What you have to do:
Print the data that follows exactly.

** BEGIN **

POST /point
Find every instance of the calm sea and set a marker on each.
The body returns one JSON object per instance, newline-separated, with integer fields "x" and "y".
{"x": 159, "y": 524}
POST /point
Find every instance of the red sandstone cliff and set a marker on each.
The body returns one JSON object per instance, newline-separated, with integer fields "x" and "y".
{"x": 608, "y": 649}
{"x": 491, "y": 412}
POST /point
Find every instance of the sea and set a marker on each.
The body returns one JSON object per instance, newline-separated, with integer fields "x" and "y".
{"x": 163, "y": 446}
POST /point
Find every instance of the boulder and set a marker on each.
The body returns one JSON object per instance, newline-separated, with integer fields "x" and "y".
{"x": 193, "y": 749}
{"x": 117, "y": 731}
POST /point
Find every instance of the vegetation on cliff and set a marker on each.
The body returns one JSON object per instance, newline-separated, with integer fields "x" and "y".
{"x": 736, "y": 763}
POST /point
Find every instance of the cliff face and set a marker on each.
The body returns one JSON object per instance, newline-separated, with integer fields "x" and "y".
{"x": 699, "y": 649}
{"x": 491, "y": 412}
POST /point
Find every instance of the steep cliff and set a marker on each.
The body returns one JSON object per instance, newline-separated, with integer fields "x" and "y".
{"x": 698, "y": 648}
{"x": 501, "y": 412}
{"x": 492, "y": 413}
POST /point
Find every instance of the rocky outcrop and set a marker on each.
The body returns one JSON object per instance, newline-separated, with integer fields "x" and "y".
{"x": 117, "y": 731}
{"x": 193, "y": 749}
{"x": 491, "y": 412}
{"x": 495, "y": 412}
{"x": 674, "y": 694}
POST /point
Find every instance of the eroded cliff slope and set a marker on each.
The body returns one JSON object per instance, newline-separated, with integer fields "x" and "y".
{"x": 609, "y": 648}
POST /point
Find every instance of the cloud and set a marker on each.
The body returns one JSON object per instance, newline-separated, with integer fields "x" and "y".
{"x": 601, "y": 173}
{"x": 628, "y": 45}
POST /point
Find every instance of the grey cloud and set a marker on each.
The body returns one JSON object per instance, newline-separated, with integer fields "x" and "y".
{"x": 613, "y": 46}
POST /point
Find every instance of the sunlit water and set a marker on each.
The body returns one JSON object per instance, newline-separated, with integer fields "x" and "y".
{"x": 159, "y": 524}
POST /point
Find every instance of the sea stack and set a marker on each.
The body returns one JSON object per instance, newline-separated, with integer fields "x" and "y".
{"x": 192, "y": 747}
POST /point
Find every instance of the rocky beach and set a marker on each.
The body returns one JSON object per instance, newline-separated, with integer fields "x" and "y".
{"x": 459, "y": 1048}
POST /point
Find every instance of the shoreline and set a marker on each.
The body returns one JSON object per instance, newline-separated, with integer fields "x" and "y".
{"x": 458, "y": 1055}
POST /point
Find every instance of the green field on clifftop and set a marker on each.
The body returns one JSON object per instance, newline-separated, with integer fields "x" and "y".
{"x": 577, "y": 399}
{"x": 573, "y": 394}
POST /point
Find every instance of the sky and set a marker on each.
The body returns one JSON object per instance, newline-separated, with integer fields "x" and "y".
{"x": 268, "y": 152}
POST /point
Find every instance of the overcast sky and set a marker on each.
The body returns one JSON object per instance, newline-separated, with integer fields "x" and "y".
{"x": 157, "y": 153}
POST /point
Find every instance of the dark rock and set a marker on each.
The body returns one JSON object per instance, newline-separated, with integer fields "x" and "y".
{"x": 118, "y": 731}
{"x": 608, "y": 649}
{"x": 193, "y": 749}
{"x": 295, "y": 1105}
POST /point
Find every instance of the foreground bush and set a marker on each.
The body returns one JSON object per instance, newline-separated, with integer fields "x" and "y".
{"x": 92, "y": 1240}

** END **

Output:
POST /point
Find every instance of the calm sea and set a marker on each.
The body returns one JSON object per instance, newline-separated, with integer fields "x" and "y".
{"x": 159, "y": 524}
POST /point
Find every instance of the red sandstone cliff and set a marker on each.
The body returns one JSON object per instance, newline-separated, with integer fields "x" and "y".
{"x": 608, "y": 649}
{"x": 491, "y": 412}
POST /point
Find every instance of the sea and set a marker on each.
The body returns one JSON object per instance, newline-separated, with integer fields "x" and "y".
{"x": 163, "y": 446}
POST /point
Find every instance of the boulder and set a marker on each.
The body returns one JSON object per instance, newline-separated, with integer fields "x" and "y".
{"x": 193, "y": 749}
{"x": 117, "y": 731}
POST /point
Find every instance of the vegetation on cliff and set a marker on each.
The body returns one JSON object per instance, newline-separated, with integer fields "x" and "y".
{"x": 736, "y": 763}
POST /point
Find every instance of the cliff face and set a marker on each.
The body returns one JSON object per instance, newline-separated, with integer fields "x" and "y".
{"x": 699, "y": 649}
{"x": 491, "y": 412}
POST /point
Find every instance of the steep cliff and set a marker on each.
The body returns one JSON object per instance, newline-separated, with integer fields "x" and "y".
{"x": 698, "y": 648}
{"x": 501, "y": 412}
{"x": 492, "y": 413}
POST /point
Find every instance of the rocky outcrop and set a marker on each.
The body returns one JSON object per instance, newline-separated, with integer fields "x" and "y".
{"x": 117, "y": 731}
{"x": 193, "y": 749}
{"x": 491, "y": 412}
{"x": 495, "y": 412}
{"x": 674, "y": 694}
POST /point
Find every instance of the eroded cliff slope and set a marker on each.
The body returns one JSON object per instance, newline-separated, with integer fields "x" and "y".
{"x": 609, "y": 648}
POST /point
Find every instance of the cloud and set a marker on each.
The body returns one JSON object per instance, newline-separated, with integer fields "x" and "y".
{"x": 601, "y": 173}
{"x": 628, "y": 45}
POST /point
Find every instance of the grey cloud and set a marker on each.
The body returns one JSON object per instance, newline-separated, with integer fields "x" and "y".
{"x": 613, "y": 46}
POST /point
Find every instance of the sunlit water and set a marker on each.
The body returns one JSON object per instance, newline-separated, with integer fields "x" and "y".
{"x": 159, "y": 524}
POST /point
Find every instance of the sea stack and set a marker on each.
The body returns one JSON object per instance, newline-separated, with integer fields "x" and "y".
{"x": 192, "y": 747}
POST /point
Find every instance of the rocky beach and set a marker on each.
The body returns one JSON object per instance, newline-separated, with integer fields "x" and "y".
{"x": 459, "y": 1048}
POST /point
Find every instance of the shoreline and set a marker on each.
The body returns one JSON object per instance, newline-separated, with integer fields "x" and "y".
{"x": 458, "y": 1055}
POST /point
Find every instance of the green field on clifftop and set a marker on each.
The body returns one JSON object per instance, newline-separated, with integer fields "x" and "y".
{"x": 577, "y": 399}
{"x": 573, "y": 394}
POST /point
Find every instance of the sky and set a marker on each.
The body returns one JSON object per instance, newline-separated, with integer fields "x" and "y".
{"x": 268, "y": 152}
POST /point
Find every instance of the overcast sky and set a marker on each.
The body returns one JSON object per instance, newline-separated, with integer fields "x" and "y".
{"x": 157, "y": 153}
POST /point
Find every instance of the dark rock and set a marker on each.
The body returns one JSON object per instance, newline-separated, with integer fields "x" and "y".
{"x": 118, "y": 731}
{"x": 608, "y": 649}
{"x": 193, "y": 749}
{"x": 295, "y": 1105}
POST /point
Find every instance of the foreground bush and set a marker on each.
The body returns one JSON object per instance, newline-separated, with integer fields "x" and "y".
{"x": 92, "y": 1240}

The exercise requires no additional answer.